===== DATA LISTING
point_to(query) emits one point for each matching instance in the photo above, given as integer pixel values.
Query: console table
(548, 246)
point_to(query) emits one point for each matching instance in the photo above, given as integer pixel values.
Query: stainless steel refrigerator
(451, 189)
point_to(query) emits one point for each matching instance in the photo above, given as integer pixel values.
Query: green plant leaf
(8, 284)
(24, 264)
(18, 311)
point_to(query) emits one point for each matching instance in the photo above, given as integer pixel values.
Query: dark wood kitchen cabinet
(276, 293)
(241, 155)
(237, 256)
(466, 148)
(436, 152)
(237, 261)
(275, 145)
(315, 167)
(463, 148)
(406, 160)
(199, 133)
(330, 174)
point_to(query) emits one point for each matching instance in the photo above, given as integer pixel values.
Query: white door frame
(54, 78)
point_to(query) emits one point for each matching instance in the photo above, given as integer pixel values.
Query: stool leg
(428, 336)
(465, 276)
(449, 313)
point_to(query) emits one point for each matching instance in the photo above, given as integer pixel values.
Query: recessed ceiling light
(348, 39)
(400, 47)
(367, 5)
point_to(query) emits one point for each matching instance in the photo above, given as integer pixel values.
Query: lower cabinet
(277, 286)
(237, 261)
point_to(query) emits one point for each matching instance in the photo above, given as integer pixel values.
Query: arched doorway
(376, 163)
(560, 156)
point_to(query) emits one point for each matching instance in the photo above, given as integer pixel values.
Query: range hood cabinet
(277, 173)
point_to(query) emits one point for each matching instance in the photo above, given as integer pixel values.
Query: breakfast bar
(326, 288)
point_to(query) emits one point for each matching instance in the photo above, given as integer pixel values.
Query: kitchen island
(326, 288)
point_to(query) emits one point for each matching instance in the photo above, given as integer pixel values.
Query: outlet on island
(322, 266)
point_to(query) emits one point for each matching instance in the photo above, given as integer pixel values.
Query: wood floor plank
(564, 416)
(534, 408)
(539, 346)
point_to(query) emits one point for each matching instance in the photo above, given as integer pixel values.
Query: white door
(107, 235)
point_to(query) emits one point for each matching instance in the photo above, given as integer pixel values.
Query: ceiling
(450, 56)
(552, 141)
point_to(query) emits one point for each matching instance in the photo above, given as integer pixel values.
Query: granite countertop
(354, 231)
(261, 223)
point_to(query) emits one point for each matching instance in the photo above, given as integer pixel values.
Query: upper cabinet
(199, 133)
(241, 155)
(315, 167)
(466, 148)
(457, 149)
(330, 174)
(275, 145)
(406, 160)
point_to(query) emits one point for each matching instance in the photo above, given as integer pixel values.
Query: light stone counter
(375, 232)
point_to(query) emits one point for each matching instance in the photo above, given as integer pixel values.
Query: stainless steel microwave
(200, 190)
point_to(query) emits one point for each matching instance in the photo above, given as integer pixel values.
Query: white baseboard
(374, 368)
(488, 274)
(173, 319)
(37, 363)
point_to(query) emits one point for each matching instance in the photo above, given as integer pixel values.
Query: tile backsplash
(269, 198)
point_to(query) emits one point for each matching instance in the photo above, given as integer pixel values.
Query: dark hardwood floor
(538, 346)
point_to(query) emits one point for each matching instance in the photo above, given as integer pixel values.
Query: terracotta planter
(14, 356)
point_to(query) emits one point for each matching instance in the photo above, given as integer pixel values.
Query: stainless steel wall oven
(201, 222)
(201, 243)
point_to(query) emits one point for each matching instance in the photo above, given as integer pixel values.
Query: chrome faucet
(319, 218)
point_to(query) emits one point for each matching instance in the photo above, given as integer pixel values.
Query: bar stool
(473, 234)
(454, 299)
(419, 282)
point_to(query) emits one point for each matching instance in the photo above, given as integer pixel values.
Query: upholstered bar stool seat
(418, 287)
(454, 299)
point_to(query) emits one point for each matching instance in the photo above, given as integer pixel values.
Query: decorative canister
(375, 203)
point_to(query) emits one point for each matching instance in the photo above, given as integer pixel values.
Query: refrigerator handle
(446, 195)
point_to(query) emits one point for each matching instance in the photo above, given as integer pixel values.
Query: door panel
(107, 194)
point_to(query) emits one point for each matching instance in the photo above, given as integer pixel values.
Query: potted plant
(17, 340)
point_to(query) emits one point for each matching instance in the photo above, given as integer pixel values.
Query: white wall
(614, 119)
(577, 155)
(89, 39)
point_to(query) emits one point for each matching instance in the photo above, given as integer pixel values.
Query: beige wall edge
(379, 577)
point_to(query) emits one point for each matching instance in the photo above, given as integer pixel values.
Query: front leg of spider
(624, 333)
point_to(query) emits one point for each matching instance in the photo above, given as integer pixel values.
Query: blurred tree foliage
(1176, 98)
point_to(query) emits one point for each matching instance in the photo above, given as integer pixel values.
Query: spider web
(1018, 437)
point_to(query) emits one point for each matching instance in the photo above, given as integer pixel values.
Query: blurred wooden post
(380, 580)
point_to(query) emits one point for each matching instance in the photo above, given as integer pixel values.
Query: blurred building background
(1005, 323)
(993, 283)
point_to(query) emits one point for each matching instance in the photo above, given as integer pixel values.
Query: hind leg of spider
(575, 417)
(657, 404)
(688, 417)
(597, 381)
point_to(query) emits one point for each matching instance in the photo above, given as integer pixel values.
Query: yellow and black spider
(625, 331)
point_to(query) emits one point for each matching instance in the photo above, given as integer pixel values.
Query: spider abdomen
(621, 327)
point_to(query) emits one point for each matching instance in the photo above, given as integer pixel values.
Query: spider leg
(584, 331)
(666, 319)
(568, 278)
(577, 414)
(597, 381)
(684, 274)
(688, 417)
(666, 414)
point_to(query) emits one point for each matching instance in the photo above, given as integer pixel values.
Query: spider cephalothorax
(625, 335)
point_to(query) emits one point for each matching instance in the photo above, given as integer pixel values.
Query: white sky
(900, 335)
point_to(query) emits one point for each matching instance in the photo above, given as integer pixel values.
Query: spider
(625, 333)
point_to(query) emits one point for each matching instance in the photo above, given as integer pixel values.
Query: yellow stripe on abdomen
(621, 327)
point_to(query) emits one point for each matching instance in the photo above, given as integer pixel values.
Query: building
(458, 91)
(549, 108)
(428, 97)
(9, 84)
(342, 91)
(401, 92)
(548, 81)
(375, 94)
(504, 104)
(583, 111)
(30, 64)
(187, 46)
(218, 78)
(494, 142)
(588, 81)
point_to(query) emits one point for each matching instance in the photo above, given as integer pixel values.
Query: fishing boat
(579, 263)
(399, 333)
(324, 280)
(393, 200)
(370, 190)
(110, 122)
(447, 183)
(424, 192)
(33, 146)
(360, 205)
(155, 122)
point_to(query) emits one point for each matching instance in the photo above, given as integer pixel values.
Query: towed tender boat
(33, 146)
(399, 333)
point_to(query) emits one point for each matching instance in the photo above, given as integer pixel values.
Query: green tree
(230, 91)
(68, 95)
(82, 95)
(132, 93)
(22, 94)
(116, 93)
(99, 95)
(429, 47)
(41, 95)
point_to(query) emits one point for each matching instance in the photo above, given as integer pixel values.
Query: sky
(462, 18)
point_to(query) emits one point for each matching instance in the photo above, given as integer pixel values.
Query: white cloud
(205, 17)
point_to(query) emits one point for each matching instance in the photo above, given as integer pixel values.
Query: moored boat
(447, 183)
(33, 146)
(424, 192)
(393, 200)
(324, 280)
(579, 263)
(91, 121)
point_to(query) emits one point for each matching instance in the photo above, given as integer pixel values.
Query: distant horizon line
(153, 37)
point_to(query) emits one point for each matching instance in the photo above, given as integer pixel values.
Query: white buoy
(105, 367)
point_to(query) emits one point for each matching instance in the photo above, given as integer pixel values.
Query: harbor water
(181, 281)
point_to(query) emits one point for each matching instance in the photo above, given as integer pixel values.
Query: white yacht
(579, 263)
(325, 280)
==========
» WORK TO COMPLETE: Restate the whole of the material exactly.

» WRITTEN RESPONSE:
point_to(query) emits one point for each matching instance in the photo above, given as integer pixel values.
Query: console table
(548, 246)
point_to(query) emits one point for each matching instance in the photo above, given as integer pixel values.
Query: stainless steel refrigerator
(451, 189)
point_to(query) emits one point for each matching instance in the photo above, given as integer pixel values.
Query: green plant leaf
(8, 284)
(24, 264)
(18, 311)
point_to(query) emits one point for each matching instance in the photo above, given as integer pixel values.
Query: dark wood kitchen cabinet
(276, 293)
(241, 155)
(237, 256)
(466, 148)
(436, 152)
(237, 261)
(275, 145)
(315, 167)
(463, 148)
(406, 160)
(199, 133)
(330, 174)
point_to(query) emits one point for each matching instance in the photo above, given as integer pixel values.
Query: white door frame
(54, 78)
point_to(query) emits one point for each matching instance in the photo above, given as integer pixel values.
Query: stool leg
(428, 336)
(465, 276)
(449, 313)
point_to(query) emits one point for each matching instance in the photo above, given as integer pixel values.
Query: recessed ceiling light
(348, 39)
(400, 47)
(367, 5)
point_to(query) emits one point for each matching instance in the photo above, given as integer pixel values.
Query: lower cabinet
(277, 286)
(237, 261)
point_to(query) emits one point for each matching instance in the photo above, given as integer pixel values.
Query: arched doorway
(376, 163)
(560, 156)
point_to(query) emits one point for each matching instance in the photo above, given as integer pixel values.
Query: range hood cabinet
(277, 173)
point_to(query) emits one point for each matching instance in the photo above, given as integer pixel values.
Query: breakfast bar
(326, 288)
point_to(query) emits one point for each matching instance in the photo above, given as integer pixel values.
Query: kitchen island
(326, 288)
point_to(query) emits one point for each matching instance in the photo above, given as integer pixel values.
Query: outlet on island
(322, 266)
point_to(query) emits one point for each matching instance in the photo above, given as integer pixel values.
Query: wood floor plank
(564, 416)
(534, 408)
(539, 346)
point_to(query) emits one point for each matching instance in the photo above, given as integer pixel values.
Query: white door
(107, 235)
point_to(query) emits one point for each matching instance in the photo above, given as integer pixel values.
Query: ceiling
(450, 56)
(552, 141)
point_to(query) emits one point for each matching instance in the photo above, given as integer pixel values.
Query: granite countertop
(354, 231)
(261, 223)
point_to(query) emits one point for each matching instance in the photo above, given as integer pixel values.
Query: upper cabinet
(199, 133)
(241, 155)
(315, 167)
(466, 148)
(457, 149)
(330, 174)
(275, 145)
(406, 160)
point_to(query) emits one point for each matching instance in the photo above, given as integer pixel values.
Query: light stone counter
(375, 232)
point_to(query) emits one point for each matching instance in the photo above, given as integer pixel values.
Query: stainless steel microwave
(200, 190)
point_to(query) emits one point for each matching instance in the photo above, given as integer pixel values.
Query: white baseboard
(374, 368)
(488, 274)
(173, 319)
(37, 363)
point_to(query) emits one point for each matching instance in the photo above, given as integer pixel values.
Query: tile backsplash
(269, 198)
point_to(query) emits one point for each matching instance in the photo above, given as integer pixel values.
Query: dark hardwood floor
(538, 346)
point_to(query) emits one point for each matching instance in the photo above, given as integer pixel values.
Query: terracotta planter
(14, 356)
point_to(query) emits one point for each matching instance in the photo above, given as integer pixel values.
Query: stainless steel wall oven
(201, 222)
(201, 243)
point_to(query) emits one point for each matching instance in the photo above, given as integer pixel values.
Query: chrome faucet
(319, 218)
point_to(query) emits one point for each matching instance in the photo above, given as integer pixel values.
Query: bar stool
(473, 234)
(454, 299)
(419, 282)
point_to(query) emits one point for each matching instance in the photo above, given as integer pixel values.
Query: upholstered bar stool seat
(418, 287)
(454, 299)
point_to(query) emits one point for each matching instance in the photo above, given as integer pixel values.
Query: decorative canister
(375, 203)
point_to(query) emits one point for each matching instance in the photo above, given as integer pixel values.
Query: refrigerator handle
(446, 195)
point_to(query) emits one point for each matching instance in the photo above, given as integer pixel values.
Query: door panel
(107, 194)
point_to(query) emits one point for each matching instance in the photo above, given as integer pixel values.
Query: potted plant
(17, 340)
point_to(query) emits one point for each matching instance in the photo above, given as integer pixel values.
Query: white wall
(614, 119)
(577, 155)
(89, 39)
point_to(query) emits one point for each matching instance in the photo above, given as integer pixel values.
Query: beige wall edge
(379, 577)
point_to(query) emits one point for each matching instance in the photo above, given as integer pixel values.
Query: front leg of spider
(624, 333)
point_to(query) emits one point for each matching instance in the photo above, given as integer pixel values.
Query: blurred tree foliage
(1176, 98)
point_to(query) emits one point for each matching instance in the photo above, given as integer pixel values.
Query: spider web
(1018, 437)
point_to(query) emits one point for each matching instance in the photo above, given as integer pixel values.
Query: blurred wooden post
(380, 580)
point_to(query) emits one point for each matching instance in the photo above, given as integer pixel values.
Query: blurred building background
(1005, 323)
(993, 283)
point_to(query) emits one point for each matching instance in the photo above, given as integer pixel values.
Query: hind leg of spider
(575, 417)
(657, 404)
(688, 417)
(597, 381)
point_to(query) emits one point for each matching instance in the photo above, given as integer pixel values.
Query: yellow and black spider
(625, 331)
point_to(query) emits one point for each matching instance in the photo above, given as integer pixel values.
Query: spider abdomen
(621, 327)
point_to(query) emits one point for each matching instance in the photo above, given as integer pixel values.
Query: spider leg
(584, 331)
(666, 319)
(568, 278)
(577, 414)
(597, 381)
(684, 274)
(688, 417)
(666, 414)
point_to(query) emits one point for each matching instance in the photo above, given as integer pixel values.
Query: spider cephalothorax
(625, 335)
point_to(query) emits one point for each matching instance in the photo above, given as integer pixel values.
Query: white sky
(900, 335)
point_to(query) emits one point for each matching instance in the photo above, given as integer pixel values.
Query: spider
(625, 333)
point_to(query) emits one point for each matching instance in the photo above, given as integer pixel values.
Query: yellow stripe on abdomen
(621, 327)
point_to(query) emits one point for each matching instance in the photo above, given as integer pixel values.
Query: building
(458, 91)
(549, 108)
(428, 97)
(9, 84)
(342, 91)
(401, 92)
(548, 81)
(375, 94)
(504, 104)
(583, 111)
(30, 64)
(187, 46)
(218, 78)
(494, 142)
(588, 81)
point_to(query) emits one point for each matching instance in the photo above, given as integer pixel values.
Query: fishing boat
(579, 263)
(399, 333)
(324, 280)
(393, 200)
(370, 190)
(110, 122)
(447, 183)
(424, 192)
(33, 146)
(360, 205)
(155, 122)
point_to(query) emits one point for each matching instance in the photo above, given as integer pixel values.
Query: towed tender boat
(33, 146)
(399, 333)
point_to(query) emits one point for each matching instance in the photo above, given as integer pixel values.
Query: green tree
(230, 91)
(68, 95)
(82, 95)
(132, 93)
(22, 94)
(116, 93)
(99, 95)
(429, 47)
(41, 95)
point_to(query) emits one point for each matching instance in the photo above, given as integer pixel values.
Query: sky
(462, 18)
point_to(query) emits one point for each matching instance in the photo above, given as integer pixel values.
Query: white cloud
(205, 17)
point_to(query) emits one point for each matching instance in the photo above, given as integer pixel values.
Query: moored boat
(447, 183)
(33, 146)
(424, 192)
(393, 200)
(324, 280)
(579, 263)
(91, 121)
point_to(query) emits one point for each matching instance in the photo above, given as integer pixel values.
Query: distant horizon line
(153, 37)
point_to(query) emits one point for each matching instance in the photo above, given as integer pixel values.
Query: white buoy
(105, 367)
point_to(query) emits one point for each matching instance in the photo above, given as integer pixel values.
Query: harbor water
(181, 281)
point_to(query) emits one point for each matching instance in the photo above, given as integer pixel values.
Query: white yacht
(579, 263)
(325, 280)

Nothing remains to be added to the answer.